Отфильтруйте приведенный ниже листинг и выпишите каждую строку, в которой встречается слово «plastic».

=-=-=

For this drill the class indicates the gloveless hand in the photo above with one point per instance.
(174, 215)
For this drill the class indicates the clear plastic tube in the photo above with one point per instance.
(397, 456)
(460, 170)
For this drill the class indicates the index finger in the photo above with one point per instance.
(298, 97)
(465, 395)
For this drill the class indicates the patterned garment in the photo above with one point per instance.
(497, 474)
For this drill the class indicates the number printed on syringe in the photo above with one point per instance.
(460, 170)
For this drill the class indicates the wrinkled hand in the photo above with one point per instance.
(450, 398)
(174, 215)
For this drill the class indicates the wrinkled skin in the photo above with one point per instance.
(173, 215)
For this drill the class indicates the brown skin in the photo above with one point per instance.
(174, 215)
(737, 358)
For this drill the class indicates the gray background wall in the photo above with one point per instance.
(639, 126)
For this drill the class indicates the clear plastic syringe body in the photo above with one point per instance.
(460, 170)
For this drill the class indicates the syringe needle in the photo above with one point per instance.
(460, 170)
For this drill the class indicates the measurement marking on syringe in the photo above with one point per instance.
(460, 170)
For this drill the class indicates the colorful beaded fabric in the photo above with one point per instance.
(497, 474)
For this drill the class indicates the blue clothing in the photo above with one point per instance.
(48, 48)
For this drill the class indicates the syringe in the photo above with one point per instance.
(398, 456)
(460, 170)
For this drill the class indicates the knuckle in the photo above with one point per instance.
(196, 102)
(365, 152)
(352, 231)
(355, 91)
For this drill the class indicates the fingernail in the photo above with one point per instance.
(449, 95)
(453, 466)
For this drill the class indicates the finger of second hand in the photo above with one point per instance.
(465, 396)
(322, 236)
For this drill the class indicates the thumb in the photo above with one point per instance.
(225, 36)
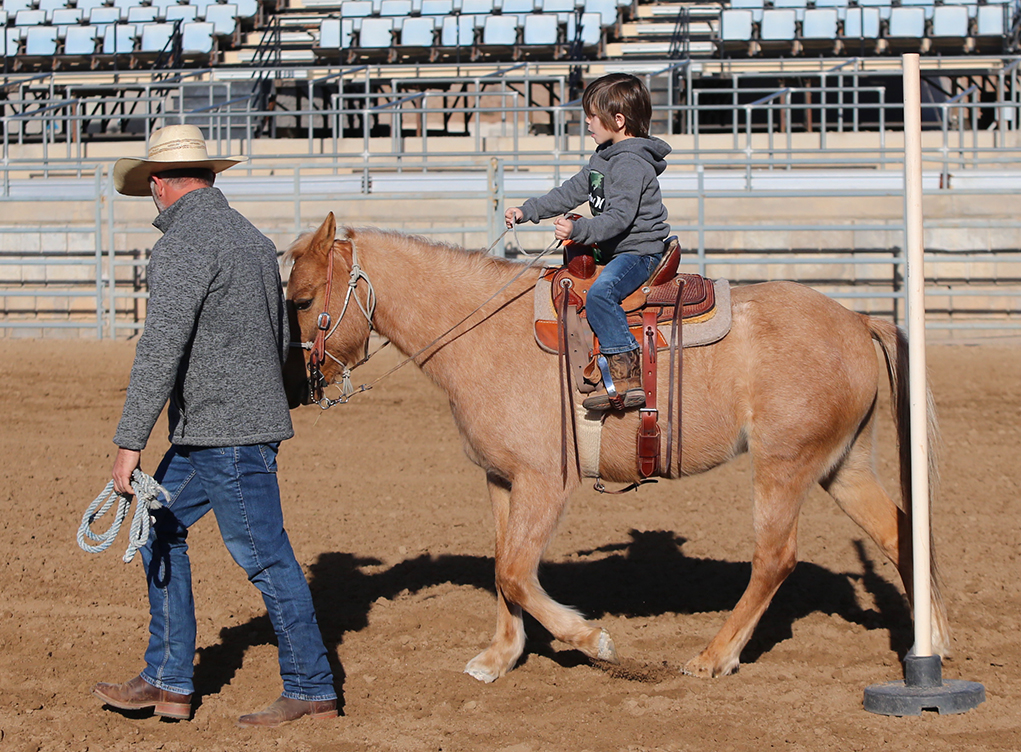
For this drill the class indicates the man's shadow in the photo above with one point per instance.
(648, 575)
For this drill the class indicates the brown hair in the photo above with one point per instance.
(623, 93)
(176, 177)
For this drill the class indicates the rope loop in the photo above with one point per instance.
(147, 493)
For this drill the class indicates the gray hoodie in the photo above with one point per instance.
(622, 187)
(215, 332)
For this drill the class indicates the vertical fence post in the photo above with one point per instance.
(923, 688)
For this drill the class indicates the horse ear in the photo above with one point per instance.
(323, 240)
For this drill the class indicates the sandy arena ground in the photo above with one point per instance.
(392, 524)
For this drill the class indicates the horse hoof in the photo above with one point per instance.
(606, 650)
(474, 670)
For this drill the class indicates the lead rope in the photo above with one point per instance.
(147, 493)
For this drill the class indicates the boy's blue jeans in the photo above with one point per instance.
(239, 484)
(621, 277)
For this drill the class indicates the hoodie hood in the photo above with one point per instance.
(651, 149)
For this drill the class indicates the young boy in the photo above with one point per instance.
(628, 223)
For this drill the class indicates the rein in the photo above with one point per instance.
(317, 382)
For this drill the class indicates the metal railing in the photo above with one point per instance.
(869, 278)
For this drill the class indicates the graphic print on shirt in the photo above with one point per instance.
(596, 199)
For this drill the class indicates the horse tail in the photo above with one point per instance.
(893, 343)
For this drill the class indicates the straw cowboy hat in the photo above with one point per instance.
(174, 147)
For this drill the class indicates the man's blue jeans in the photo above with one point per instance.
(239, 484)
(620, 278)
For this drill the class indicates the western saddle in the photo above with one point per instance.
(668, 297)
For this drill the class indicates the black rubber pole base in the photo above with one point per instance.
(923, 689)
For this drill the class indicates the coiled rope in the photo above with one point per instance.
(147, 493)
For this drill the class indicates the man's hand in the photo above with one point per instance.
(126, 462)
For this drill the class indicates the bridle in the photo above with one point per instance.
(319, 353)
(325, 327)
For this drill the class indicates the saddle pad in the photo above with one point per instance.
(711, 327)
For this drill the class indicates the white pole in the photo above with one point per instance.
(916, 354)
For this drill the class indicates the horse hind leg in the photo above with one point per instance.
(857, 490)
(779, 491)
(532, 509)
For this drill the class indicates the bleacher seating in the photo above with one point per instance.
(40, 34)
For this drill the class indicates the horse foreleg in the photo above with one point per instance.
(508, 641)
(777, 505)
(535, 507)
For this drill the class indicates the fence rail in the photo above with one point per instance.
(970, 289)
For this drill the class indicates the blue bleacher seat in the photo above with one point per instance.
(65, 17)
(736, 26)
(154, 38)
(103, 15)
(143, 14)
(30, 18)
(541, 31)
(197, 39)
(457, 31)
(950, 29)
(861, 31)
(224, 18)
(183, 13)
(927, 5)
(991, 24)
(776, 33)
(119, 39)
(41, 42)
(48, 6)
(819, 29)
(437, 7)
(80, 41)
(499, 31)
(376, 34)
(906, 30)
(247, 8)
(591, 30)
(419, 32)
(335, 34)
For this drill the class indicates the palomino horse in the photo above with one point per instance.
(794, 383)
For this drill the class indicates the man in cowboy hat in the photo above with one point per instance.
(215, 337)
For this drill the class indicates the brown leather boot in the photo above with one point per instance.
(625, 370)
(139, 694)
(284, 710)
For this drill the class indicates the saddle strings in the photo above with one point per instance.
(348, 391)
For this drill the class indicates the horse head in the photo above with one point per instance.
(333, 319)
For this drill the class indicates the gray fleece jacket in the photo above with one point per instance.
(215, 332)
(621, 184)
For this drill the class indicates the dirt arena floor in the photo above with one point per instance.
(392, 524)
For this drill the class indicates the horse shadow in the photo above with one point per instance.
(648, 575)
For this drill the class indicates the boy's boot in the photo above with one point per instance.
(623, 370)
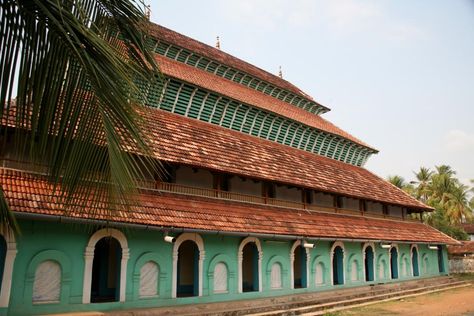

=-=-=

- ГОТОВЫЙ ОТВЕТ -
For this drill the class indicates the clear plastic tube in the photo above with one point per instance.
For this drill the class indicates the clear plastic syringe body in the photo above with one point per instance.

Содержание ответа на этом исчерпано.